[Provided data — start]

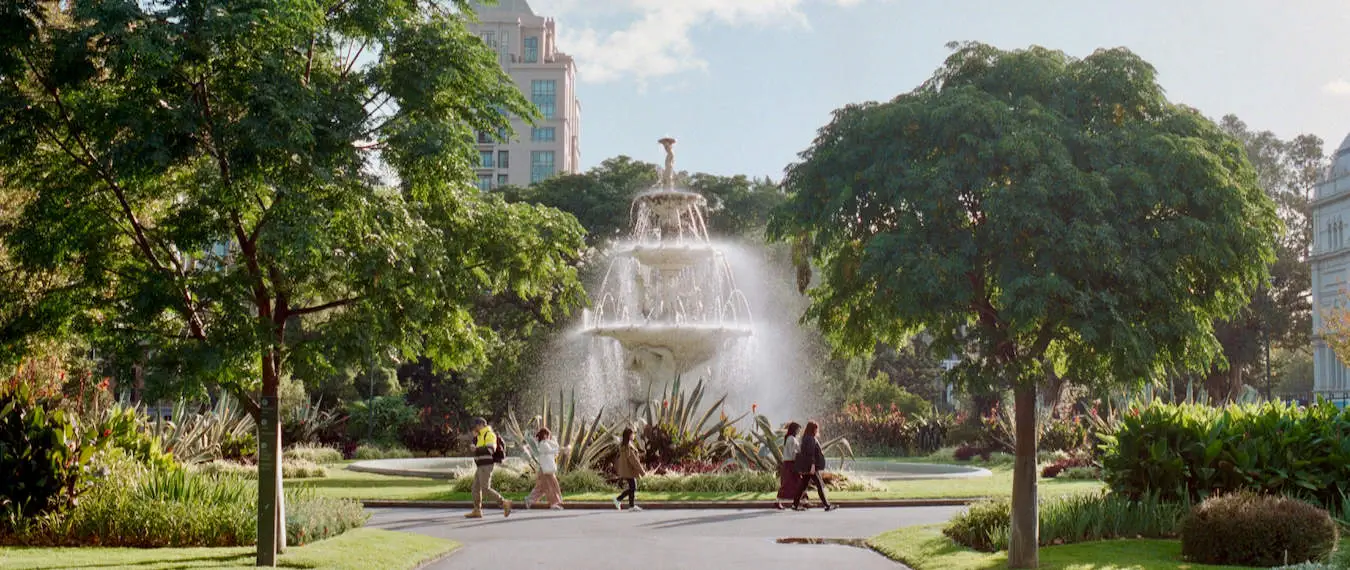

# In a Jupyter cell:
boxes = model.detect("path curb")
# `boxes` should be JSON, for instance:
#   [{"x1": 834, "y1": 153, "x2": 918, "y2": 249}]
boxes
[{"x1": 363, "y1": 498, "x2": 981, "y2": 510}]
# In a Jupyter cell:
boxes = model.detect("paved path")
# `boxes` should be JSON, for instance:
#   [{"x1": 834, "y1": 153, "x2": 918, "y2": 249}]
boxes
[{"x1": 368, "y1": 505, "x2": 961, "y2": 570}]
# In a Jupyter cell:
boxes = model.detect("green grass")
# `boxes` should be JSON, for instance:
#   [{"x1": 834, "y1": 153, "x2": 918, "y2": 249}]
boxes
[
  {"x1": 868, "y1": 525, "x2": 1250, "y2": 570},
  {"x1": 0, "y1": 528, "x2": 458, "y2": 570},
  {"x1": 307, "y1": 463, "x2": 1104, "y2": 502}
]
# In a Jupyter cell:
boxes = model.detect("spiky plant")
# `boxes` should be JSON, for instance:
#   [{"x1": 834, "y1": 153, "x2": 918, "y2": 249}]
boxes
[
  {"x1": 730, "y1": 414, "x2": 856, "y2": 471},
  {"x1": 505, "y1": 390, "x2": 614, "y2": 475}
]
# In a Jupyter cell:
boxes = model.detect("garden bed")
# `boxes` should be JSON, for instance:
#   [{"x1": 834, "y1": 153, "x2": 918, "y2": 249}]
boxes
[
  {"x1": 0, "y1": 528, "x2": 458, "y2": 570},
  {"x1": 868, "y1": 525, "x2": 1251, "y2": 570}
]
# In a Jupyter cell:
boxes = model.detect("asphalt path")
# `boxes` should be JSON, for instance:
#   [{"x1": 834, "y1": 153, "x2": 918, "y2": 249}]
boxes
[{"x1": 367, "y1": 505, "x2": 962, "y2": 570}]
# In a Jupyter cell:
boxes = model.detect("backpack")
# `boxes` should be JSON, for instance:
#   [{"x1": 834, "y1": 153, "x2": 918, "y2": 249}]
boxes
[{"x1": 492, "y1": 438, "x2": 506, "y2": 464}]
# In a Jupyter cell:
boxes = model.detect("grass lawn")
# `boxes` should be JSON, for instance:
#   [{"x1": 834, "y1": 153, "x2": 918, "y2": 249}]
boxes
[
  {"x1": 0, "y1": 528, "x2": 458, "y2": 570},
  {"x1": 303, "y1": 462, "x2": 1104, "y2": 502},
  {"x1": 868, "y1": 525, "x2": 1249, "y2": 570}
]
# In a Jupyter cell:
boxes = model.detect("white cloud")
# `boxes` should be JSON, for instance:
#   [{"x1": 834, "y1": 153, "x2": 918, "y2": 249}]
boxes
[
  {"x1": 532, "y1": 0, "x2": 868, "y2": 84},
  {"x1": 1324, "y1": 79, "x2": 1350, "y2": 96}
]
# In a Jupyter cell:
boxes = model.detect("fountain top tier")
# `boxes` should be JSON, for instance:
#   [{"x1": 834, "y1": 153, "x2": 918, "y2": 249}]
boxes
[{"x1": 630, "y1": 138, "x2": 711, "y2": 244}]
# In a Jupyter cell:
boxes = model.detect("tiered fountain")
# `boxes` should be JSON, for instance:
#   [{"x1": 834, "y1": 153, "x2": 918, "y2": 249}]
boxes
[{"x1": 580, "y1": 138, "x2": 753, "y2": 408}]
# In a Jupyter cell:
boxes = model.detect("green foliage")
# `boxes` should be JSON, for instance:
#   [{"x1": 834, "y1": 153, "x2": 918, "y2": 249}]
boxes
[
  {"x1": 1181, "y1": 492, "x2": 1338, "y2": 567},
  {"x1": 1100, "y1": 400, "x2": 1350, "y2": 507},
  {"x1": 500, "y1": 156, "x2": 660, "y2": 244},
  {"x1": 0, "y1": 381, "x2": 110, "y2": 522},
  {"x1": 220, "y1": 431, "x2": 258, "y2": 464},
  {"x1": 146, "y1": 397, "x2": 256, "y2": 465},
  {"x1": 281, "y1": 398, "x2": 346, "y2": 448},
  {"x1": 352, "y1": 444, "x2": 413, "y2": 460},
  {"x1": 345, "y1": 396, "x2": 417, "y2": 445},
  {"x1": 636, "y1": 377, "x2": 749, "y2": 468},
  {"x1": 1, "y1": 461, "x2": 363, "y2": 547},
  {"x1": 0, "y1": 0, "x2": 586, "y2": 449},
  {"x1": 944, "y1": 492, "x2": 1189, "y2": 553},
  {"x1": 99, "y1": 404, "x2": 177, "y2": 471},
  {"x1": 283, "y1": 445, "x2": 344, "y2": 465},
  {"x1": 194, "y1": 459, "x2": 328, "y2": 480},
  {"x1": 851, "y1": 373, "x2": 929, "y2": 415},
  {"x1": 505, "y1": 390, "x2": 614, "y2": 475},
  {"x1": 826, "y1": 402, "x2": 948, "y2": 456}
]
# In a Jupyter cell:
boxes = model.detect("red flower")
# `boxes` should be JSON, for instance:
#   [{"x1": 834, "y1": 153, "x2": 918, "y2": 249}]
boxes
[{"x1": 102, "y1": 429, "x2": 112, "y2": 438}]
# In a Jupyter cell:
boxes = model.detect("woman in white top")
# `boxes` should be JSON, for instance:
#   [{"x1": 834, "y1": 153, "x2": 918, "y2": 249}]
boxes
[
  {"x1": 776, "y1": 422, "x2": 802, "y2": 510},
  {"x1": 526, "y1": 427, "x2": 569, "y2": 509}
]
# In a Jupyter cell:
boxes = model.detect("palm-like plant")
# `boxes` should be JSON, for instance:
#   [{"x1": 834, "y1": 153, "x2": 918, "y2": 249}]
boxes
[
  {"x1": 505, "y1": 390, "x2": 614, "y2": 474},
  {"x1": 147, "y1": 396, "x2": 256, "y2": 464},
  {"x1": 730, "y1": 414, "x2": 856, "y2": 471},
  {"x1": 631, "y1": 376, "x2": 752, "y2": 468}
]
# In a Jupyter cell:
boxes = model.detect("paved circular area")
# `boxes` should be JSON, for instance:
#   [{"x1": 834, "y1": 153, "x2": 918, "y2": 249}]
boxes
[{"x1": 367, "y1": 505, "x2": 962, "y2": 570}]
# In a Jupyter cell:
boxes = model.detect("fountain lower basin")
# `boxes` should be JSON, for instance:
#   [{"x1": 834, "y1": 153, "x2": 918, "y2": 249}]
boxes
[{"x1": 612, "y1": 243, "x2": 719, "y2": 270}]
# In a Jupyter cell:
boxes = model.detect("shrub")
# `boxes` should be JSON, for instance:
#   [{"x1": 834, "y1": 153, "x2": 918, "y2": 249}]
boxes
[
  {"x1": 99, "y1": 404, "x2": 177, "y2": 471},
  {"x1": 284, "y1": 485, "x2": 367, "y2": 546},
  {"x1": 825, "y1": 402, "x2": 948, "y2": 456},
  {"x1": 283, "y1": 444, "x2": 344, "y2": 464},
  {"x1": 194, "y1": 459, "x2": 328, "y2": 480},
  {"x1": 220, "y1": 431, "x2": 258, "y2": 463},
  {"x1": 851, "y1": 374, "x2": 929, "y2": 416},
  {"x1": 1038, "y1": 415, "x2": 1088, "y2": 453},
  {"x1": 281, "y1": 399, "x2": 346, "y2": 447},
  {"x1": 944, "y1": 498, "x2": 1011, "y2": 552},
  {"x1": 1040, "y1": 451, "x2": 1096, "y2": 479},
  {"x1": 1057, "y1": 466, "x2": 1101, "y2": 480},
  {"x1": 0, "y1": 381, "x2": 111, "y2": 522},
  {"x1": 1101, "y1": 400, "x2": 1350, "y2": 508},
  {"x1": 944, "y1": 492, "x2": 1189, "y2": 552},
  {"x1": 345, "y1": 396, "x2": 417, "y2": 445},
  {"x1": 1180, "y1": 492, "x2": 1339, "y2": 567},
  {"x1": 952, "y1": 444, "x2": 981, "y2": 462},
  {"x1": 352, "y1": 444, "x2": 414, "y2": 460},
  {"x1": 400, "y1": 406, "x2": 461, "y2": 456}
]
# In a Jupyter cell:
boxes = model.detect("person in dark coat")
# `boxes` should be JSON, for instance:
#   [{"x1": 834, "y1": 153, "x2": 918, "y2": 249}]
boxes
[{"x1": 792, "y1": 420, "x2": 837, "y2": 511}]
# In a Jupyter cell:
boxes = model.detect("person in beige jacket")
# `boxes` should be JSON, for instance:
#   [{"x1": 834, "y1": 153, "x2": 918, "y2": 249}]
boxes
[{"x1": 613, "y1": 427, "x2": 644, "y2": 512}]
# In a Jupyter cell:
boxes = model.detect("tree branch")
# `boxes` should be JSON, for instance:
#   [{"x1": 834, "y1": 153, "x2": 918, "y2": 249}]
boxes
[{"x1": 290, "y1": 297, "x2": 362, "y2": 317}]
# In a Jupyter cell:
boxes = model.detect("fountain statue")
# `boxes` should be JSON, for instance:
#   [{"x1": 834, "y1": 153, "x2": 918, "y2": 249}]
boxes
[{"x1": 580, "y1": 138, "x2": 753, "y2": 408}]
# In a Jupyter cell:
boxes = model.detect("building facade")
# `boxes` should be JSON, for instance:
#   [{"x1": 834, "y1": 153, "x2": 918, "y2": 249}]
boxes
[
  {"x1": 1311, "y1": 133, "x2": 1350, "y2": 395},
  {"x1": 468, "y1": 0, "x2": 581, "y2": 190}
]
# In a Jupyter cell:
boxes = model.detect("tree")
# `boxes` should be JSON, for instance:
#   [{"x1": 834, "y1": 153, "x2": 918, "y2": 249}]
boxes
[
  {"x1": 686, "y1": 173, "x2": 786, "y2": 238},
  {"x1": 771, "y1": 43, "x2": 1277, "y2": 567},
  {"x1": 499, "y1": 155, "x2": 659, "y2": 245},
  {"x1": 0, "y1": 1, "x2": 585, "y2": 564},
  {"x1": 1196, "y1": 116, "x2": 1322, "y2": 400}
]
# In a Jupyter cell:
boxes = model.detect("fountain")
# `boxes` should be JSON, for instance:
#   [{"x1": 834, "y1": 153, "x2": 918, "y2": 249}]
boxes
[{"x1": 579, "y1": 138, "x2": 753, "y2": 408}]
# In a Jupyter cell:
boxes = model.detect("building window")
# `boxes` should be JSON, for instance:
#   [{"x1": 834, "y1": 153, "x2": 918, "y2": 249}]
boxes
[
  {"x1": 498, "y1": 150, "x2": 510, "y2": 168},
  {"x1": 481, "y1": 31, "x2": 496, "y2": 48},
  {"x1": 531, "y1": 127, "x2": 556, "y2": 142},
  {"x1": 523, "y1": 36, "x2": 539, "y2": 63},
  {"x1": 477, "y1": 131, "x2": 493, "y2": 144},
  {"x1": 531, "y1": 151, "x2": 555, "y2": 183},
  {"x1": 479, "y1": 150, "x2": 494, "y2": 168},
  {"x1": 500, "y1": 32, "x2": 510, "y2": 60},
  {"x1": 531, "y1": 80, "x2": 556, "y2": 119},
  {"x1": 497, "y1": 174, "x2": 509, "y2": 187},
  {"x1": 477, "y1": 174, "x2": 493, "y2": 191}
]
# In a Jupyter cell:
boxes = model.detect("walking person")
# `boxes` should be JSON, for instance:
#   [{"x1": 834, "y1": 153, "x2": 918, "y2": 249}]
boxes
[
  {"x1": 613, "y1": 427, "x2": 644, "y2": 512},
  {"x1": 467, "y1": 417, "x2": 512, "y2": 519},
  {"x1": 792, "y1": 421, "x2": 837, "y2": 512},
  {"x1": 775, "y1": 422, "x2": 802, "y2": 510},
  {"x1": 525, "y1": 427, "x2": 569, "y2": 510}
]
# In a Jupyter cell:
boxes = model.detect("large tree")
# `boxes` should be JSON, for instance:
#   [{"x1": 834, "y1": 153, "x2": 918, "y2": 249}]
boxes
[
  {"x1": 772, "y1": 43, "x2": 1277, "y2": 567},
  {"x1": 0, "y1": 1, "x2": 584, "y2": 564}
]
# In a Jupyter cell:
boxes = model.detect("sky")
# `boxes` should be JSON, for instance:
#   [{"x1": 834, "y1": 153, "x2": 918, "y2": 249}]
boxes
[{"x1": 526, "y1": 0, "x2": 1350, "y2": 179}]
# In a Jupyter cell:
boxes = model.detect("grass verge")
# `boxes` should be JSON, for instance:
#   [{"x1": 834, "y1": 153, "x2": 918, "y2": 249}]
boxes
[
  {"x1": 867, "y1": 524, "x2": 1249, "y2": 570},
  {"x1": 307, "y1": 463, "x2": 1103, "y2": 502},
  {"x1": 0, "y1": 528, "x2": 458, "y2": 570}
]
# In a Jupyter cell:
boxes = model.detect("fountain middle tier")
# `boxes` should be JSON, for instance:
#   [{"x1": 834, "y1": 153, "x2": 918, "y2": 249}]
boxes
[
  {"x1": 611, "y1": 242, "x2": 719, "y2": 271},
  {"x1": 581, "y1": 322, "x2": 752, "y2": 378}
]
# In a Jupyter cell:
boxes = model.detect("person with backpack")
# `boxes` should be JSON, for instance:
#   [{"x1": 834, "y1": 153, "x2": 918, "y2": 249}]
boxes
[
  {"x1": 467, "y1": 417, "x2": 512, "y2": 519},
  {"x1": 612, "y1": 427, "x2": 644, "y2": 512}
]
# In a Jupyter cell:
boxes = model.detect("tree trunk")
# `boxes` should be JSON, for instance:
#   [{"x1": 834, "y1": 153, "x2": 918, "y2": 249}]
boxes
[
  {"x1": 1008, "y1": 381, "x2": 1039, "y2": 568},
  {"x1": 256, "y1": 347, "x2": 283, "y2": 567}
]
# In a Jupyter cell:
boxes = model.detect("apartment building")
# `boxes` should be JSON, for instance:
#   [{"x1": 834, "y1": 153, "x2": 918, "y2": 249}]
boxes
[
  {"x1": 468, "y1": 0, "x2": 581, "y2": 190},
  {"x1": 1312, "y1": 133, "x2": 1350, "y2": 398}
]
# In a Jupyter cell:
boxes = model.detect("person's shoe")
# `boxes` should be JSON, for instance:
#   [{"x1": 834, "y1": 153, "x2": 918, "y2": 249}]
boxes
[
  {"x1": 791, "y1": 504, "x2": 805, "y2": 512},
  {"x1": 550, "y1": 504, "x2": 564, "y2": 510},
  {"x1": 464, "y1": 509, "x2": 483, "y2": 519},
  {"x1": 630, "y1": 505, "x2": 643, "y2": 512},
  {"x1": 503, "y1": 500, "x2": 513, "y2": 518},
  {"x1": 775, "y1": 502, "x2": 785, "y2": 511},
  {"x1": 613, "y1": 498, "x2": 622, "y2": 510},
  {"x1": 824, "y1": 504, "x2": 839, "y2": 512}
]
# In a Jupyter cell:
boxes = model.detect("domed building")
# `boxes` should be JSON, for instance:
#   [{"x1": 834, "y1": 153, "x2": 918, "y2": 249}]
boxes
[{"x1": 1311, "y1": 133, "x2": 1350, "y2": 398}]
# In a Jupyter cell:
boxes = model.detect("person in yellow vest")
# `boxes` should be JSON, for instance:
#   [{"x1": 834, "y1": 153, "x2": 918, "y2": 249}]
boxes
[{"x1": 467, "y1": 417, "x2": 511, "y2": 519}]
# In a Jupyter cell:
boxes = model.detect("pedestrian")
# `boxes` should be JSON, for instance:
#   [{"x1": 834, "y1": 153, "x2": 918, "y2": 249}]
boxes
[
  {"x1": 466, "y1": 417, "x2": 512, "y2": 519},
  {"x1": 792, "y1": 420, "x2": 837, "y2": 512},
  {"x1": 775, "y1": 421, "x2": 802, "y2": 510},
  {"x1": 613, "y1": 427, "x2": 644, "y2": 512},
  {"x1": 525, "y1": 427, "x2": 569, "y2": 510}
]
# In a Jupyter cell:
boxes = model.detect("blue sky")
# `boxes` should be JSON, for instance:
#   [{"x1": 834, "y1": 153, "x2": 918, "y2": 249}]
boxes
[{"x1": 531, "y1": 0, "x2": 1350, "y2": 179}]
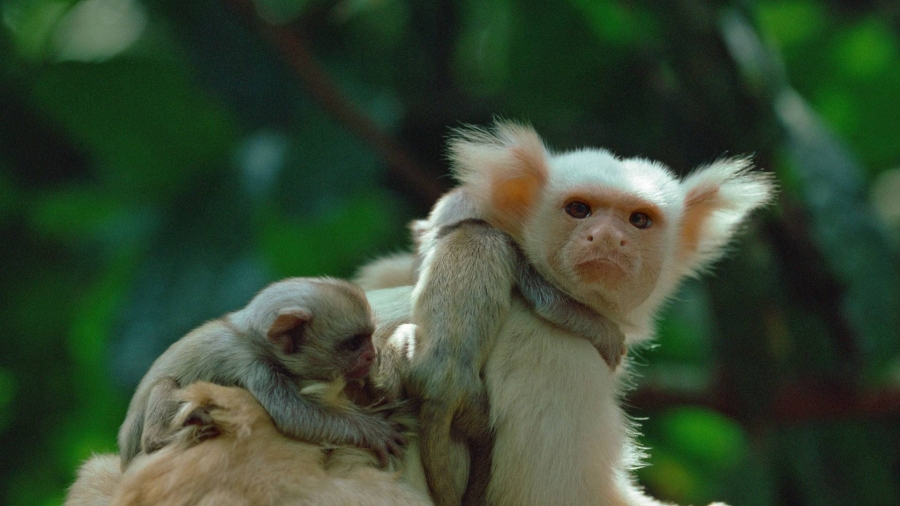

[Provided data — finish]

All lines above holding the word "tree" make up the answer; copy each one.

[Task solution]
boxes = model.detect("tree branch")
boxes = model.detect("tree")
boxes = model.detect("large tree")
boxes = model.detect("tree trunk")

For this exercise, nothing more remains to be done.